(Beginning of Information provided)

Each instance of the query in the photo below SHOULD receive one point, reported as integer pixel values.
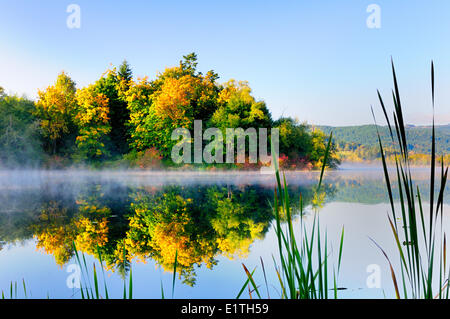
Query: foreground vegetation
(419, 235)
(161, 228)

(End of Information provided)
(Beginning of Information provided)

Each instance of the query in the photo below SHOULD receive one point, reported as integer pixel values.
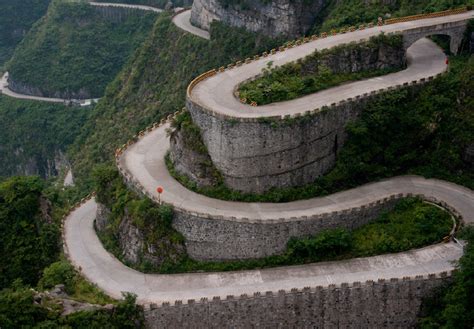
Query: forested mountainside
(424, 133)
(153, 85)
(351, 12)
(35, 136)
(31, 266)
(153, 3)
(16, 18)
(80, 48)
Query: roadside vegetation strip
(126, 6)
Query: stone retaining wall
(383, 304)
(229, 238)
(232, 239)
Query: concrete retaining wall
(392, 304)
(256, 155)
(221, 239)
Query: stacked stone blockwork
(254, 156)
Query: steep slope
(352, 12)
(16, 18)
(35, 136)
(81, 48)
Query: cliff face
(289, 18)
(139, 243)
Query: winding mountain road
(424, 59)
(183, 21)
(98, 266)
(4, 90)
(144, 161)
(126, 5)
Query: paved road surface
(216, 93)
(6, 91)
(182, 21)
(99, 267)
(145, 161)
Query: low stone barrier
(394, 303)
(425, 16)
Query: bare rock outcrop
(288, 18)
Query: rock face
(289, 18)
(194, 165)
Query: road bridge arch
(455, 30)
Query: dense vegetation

(End of Information provided)

What you have to do: Extract the lines of the preceding material that run from the line with "Query: paved road surface" through the line with "Query: dense vegetation", inclusive, reproducing them exactly and adding nothing.

Result of this task:
Query: paved road surface
(216, 93)
(6, 91)
(182, 21)
(99, 267)
(145, 161)
Query: low stone barrier
(394, 303)
(425, 16)
Query: bare rock outcrop
(288, 18)
Query: rock face
(289, 18)
(194, 165)
Query: road bridge arch
(455, 30)
Query: dense vegetation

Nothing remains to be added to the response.